■ YOUR TASKS ■
**A.** Return the passage from the Arsenic Lullaby review word for word, from "The second thing" up to and including "a single foetus.".
**B.** According to the Arsenic Lullaby review, at which event did the reviewer first meet Douglas Paskiewicz?
**C.** Please condense the paragraph of the Arsenic Lullaby review that begins "I first encountered ARSENIC LULLABY creator" into two or three sentences, keeping its main facts.

■ PASSAGE PROVIDED ■
* start *
Voodoo, foetuses, deviltry and the Klan? Ninth Art delves into the world of Douglas Paskiewicz, for one dark little lullaby that certainly won't give you a pleasant night's sleep.
30 August 2002

Writer/Artist: Douglas Paskiewicz
Collecting stories from ARSENIC LULLABY #1-14.
Price: $18.99
Publisher: AAA Milwaukee Comics

I first encountered ARSENIC LULLABY creator Douglas Paskiewicz at the 2001 Heroes Convention in Charlotte. He was a wiry, bald man with a wisp of a beard, glasses and more energy than everyone else at the convention put together. I was doing a humour column at PopImage at the time, and wanted a piece of art for a column than involved a ruler-slapping nun. Paskiewicz was more than game to do some art, but absolutely refused to do that piece. "I can't," he said. "It's immoral."

Slightly confused, I then asked him to do a piece for another column, this one involving a psychotic fanboy graphically disembowelling a rival. "Coming right up," he said. While he was drawing it, I asked if he'd add in a torn-off scrotum. "No problem," he said with a smile, and doodled it in without a second thought.

That should tell you a few things about Douglas Paskiewicz.

First, it should tell you that for all the many, many, many, many sick, twisted, horrible and amoral things that go down in the first two collections of ARESENIC LULLABY, he is at heart possessed of some kind of grounded morality.

The second thing it should tell you is that that boy ain't right.

ARESENIC LULLABY is currently in two collections entitled THE DEVIL YOUR NEIGHBOR and APATHY FOR THE DEVIL, which have been compiled/edited into a "Best Of" volume called THE DEVIL'S HAT TRICK. It is the kind of comic that's best described as SATURDAY NIGHT LIVE as written by SOUTH PARK creators Trey Parker and Matt Stone. That's something of an understatement, actually. SOUTH PARK did an episode last season satirising the stem cell controversy through a parody of Brian's Song, but got through countless jokes about abortion without showing a single foetus.

In ARSENIC LULLABY, they're all over the place. Don't take my word for it - just got to arseniclullabies.com and click on them. They're right there, in all their bloody red glory.

The foetuses are the soldiers of Voodoo Joe. Joe has been cursed for some reason or another, so he not only has an ugly voodoo mask stuck on his face, he has to constantly wreak horrible vengeance on other people to keep his curse from worsening.
* end *
■ SUPPLIED MATERIAL ■
* start *
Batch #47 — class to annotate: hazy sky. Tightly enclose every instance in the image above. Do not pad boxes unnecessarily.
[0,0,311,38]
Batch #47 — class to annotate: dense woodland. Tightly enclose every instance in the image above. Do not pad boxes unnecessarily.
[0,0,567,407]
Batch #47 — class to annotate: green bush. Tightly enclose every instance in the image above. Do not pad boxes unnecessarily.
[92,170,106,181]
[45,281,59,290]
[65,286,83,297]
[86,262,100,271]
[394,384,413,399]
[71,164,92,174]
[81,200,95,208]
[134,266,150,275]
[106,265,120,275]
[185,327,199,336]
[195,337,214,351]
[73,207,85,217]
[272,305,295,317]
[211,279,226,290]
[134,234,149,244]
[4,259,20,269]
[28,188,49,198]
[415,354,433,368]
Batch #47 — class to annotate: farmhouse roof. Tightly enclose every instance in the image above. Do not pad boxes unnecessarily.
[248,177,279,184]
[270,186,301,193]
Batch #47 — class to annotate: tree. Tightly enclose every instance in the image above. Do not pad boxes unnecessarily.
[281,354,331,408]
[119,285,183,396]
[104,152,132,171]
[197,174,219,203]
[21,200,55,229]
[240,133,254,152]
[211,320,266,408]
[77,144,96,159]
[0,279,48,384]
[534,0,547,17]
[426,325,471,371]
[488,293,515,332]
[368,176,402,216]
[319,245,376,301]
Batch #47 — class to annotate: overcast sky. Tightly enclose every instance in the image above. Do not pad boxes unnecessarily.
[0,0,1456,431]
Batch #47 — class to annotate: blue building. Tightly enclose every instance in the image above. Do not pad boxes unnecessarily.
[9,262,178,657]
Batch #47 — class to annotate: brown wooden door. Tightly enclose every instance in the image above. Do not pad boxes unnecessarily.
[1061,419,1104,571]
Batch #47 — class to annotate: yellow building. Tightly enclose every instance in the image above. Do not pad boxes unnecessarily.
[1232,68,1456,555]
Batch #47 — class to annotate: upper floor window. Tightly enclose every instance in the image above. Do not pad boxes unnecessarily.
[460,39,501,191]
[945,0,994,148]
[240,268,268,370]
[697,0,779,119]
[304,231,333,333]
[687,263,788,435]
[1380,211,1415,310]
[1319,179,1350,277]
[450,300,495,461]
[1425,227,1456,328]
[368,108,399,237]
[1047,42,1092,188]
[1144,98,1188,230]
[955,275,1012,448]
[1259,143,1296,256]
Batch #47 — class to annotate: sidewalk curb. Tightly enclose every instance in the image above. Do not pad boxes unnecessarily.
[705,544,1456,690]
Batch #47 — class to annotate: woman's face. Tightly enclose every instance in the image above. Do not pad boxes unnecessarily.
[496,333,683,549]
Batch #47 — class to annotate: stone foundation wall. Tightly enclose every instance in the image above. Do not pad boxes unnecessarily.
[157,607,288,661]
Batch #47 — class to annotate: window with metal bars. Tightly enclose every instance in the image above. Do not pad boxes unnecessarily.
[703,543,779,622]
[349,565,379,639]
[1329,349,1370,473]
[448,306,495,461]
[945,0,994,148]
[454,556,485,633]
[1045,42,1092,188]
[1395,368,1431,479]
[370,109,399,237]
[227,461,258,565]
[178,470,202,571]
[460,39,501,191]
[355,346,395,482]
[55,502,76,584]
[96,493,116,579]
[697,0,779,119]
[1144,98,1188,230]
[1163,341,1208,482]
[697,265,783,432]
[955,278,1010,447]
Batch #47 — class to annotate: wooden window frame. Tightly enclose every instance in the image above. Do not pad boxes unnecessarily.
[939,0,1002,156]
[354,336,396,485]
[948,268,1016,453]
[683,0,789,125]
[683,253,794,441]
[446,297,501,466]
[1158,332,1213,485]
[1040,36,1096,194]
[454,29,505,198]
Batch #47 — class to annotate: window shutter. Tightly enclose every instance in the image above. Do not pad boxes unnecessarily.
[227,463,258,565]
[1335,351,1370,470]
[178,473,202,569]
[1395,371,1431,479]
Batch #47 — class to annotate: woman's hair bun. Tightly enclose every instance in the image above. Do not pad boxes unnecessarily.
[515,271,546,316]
* end *
■ RESPONSES IN ORDER ■
**A.**
The second thing it should tell you is that that boy ain't right.

ARESENIC LULLABY is currently in two collections entitled THE DEVIL YOUR NEIGHBOR and APATHY FOR THE DEVIL, which have been compiled/edited into a "Best Of" volume called THE DEVIL'S HAT TRICK. It is the kind of comic that's best described as SATURDAY NIGHT LIVE as written by SOUTH PARK creators Trey Parker and Matt Stone. That's something of an understatement, actually. SOUTH PARK did an episode last season satirising the stem cell controversy through a parody of Brian's Song, but got through countless jokes about abortion without showing a single foetus.

**B.** The 2001 Heroes Convention in Charlotte.

**C.** The reviewer first met Douglas Paskiewicz, a wiry, bald, bespectacled man with a wisp of a beard and enormous energy, at the 2001 Heroes Convention in Charlotte. At the time the reviewer was writing a humor column at PopImage and asked for art of a ruler-slapping nun. Paskiewicz was willing to draw but refused that piece, saying it was immoral.